--- START OF Document ---

Mahabharadh Asked on - Jun 12, 2025
Dear sir, My husband earning 2.5 lakh per month.He is 40 years old.we take home loan of 36 lakh now we have 25 lakhs of home loan and 12 lakhs of jewel loan.we have 50 lakh worth flat and 25 lakh worth land and we have 4 lakh worth jewel saving scheme around 10 lakh of saving in ssa,ppf,Rd.we have two female kids 5 years and 7 years old.we have 15k rentel income and currently we are staying 8k rentel home.we are investing ssa 25 k per month for both Kid. we invest 3k for rd and ppf.we are paying 50k for jewel saving scheme and 3k for sip.30k is for home loan emi and we are paying around 80k to 1lakh paying for jewel loan.can you give financial advice for future plan.
Ans: You have shared many useful details.

--- END OF Document ---

## Job A
Write out the part of the family finance question that runs from "Mahabharadh Asked on" up to and including "many useful details.", word for word.

--- START OF Given entries ---

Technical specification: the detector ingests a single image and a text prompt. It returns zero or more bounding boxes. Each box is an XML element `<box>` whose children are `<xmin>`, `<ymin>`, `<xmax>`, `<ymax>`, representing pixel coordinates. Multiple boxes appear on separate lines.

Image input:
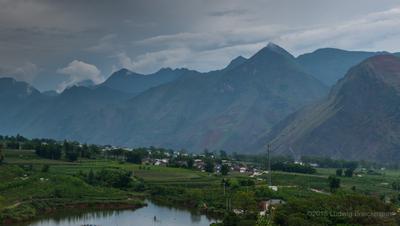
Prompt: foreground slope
<box><xmin>258</xmin><ymin>55</ymin><xmax>400</xmax><ymax>162</ymax></box>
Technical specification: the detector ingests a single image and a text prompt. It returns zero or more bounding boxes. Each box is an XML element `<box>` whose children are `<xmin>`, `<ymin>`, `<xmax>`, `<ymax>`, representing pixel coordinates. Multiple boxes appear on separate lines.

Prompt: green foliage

--- END OF Given entries ---

## Job B
Give all of the records again word for word, but leave out the pictures.

## Result A
Mahabharadh Asked on - Jun 12, 2025
Dear sir, My husband earning 2.5 lakh per month.He is 40 years old.we take home loan of 36 lakh now we have 25 lakhs of home loan and 12 lakhs of jewel loan.we have 50 lakh worth flat and 25 lakh worth land and we have 4 lakh worth jewel saving scheme around 10 lakh of saving in ssa,ppf,Rd.we have two female kids 5 years and 7 years old.we have 15k rentel income and currently we are staying 8k rentel home.we are investing ssa 25 k per month for both Kid. we invest 3k for rd and ppf.we are paying 50k for jewel saving scheme and 3k for sip.30k is for home loan emi and we are paying around 80k to 1lakh paying for jewel loan.can you give financial advice for future plan.
Ans: You have shared many useful details.

## Result B
Technical specification: the detector ingests a single image and a text prompt. It returns zero or more bounding boxes. Each box is an XML element `<box>` whose children are `<xmin>`, `<ymin>`, `<xmax>`, `<ymax>`, representing pixel coordinates. Multiple boxes appear on separate lines.

Image input:
Prompt: foreground slope
<box><xmin>258</xmin><ymin>55</ymin><xmax>400</xmax><ymax>162</ymax></box>
Technical specification: the detector ingests a single image and a text prompt. It returns zero or more bounding boxes. Each box is an XML element `<box>` whose children are `<xmin>`, `<ymin>`, `<xmax>`, `<ymax>`, representing pixel coordinates. Multiple boxes appear on separate lines.

Prompt: green foliage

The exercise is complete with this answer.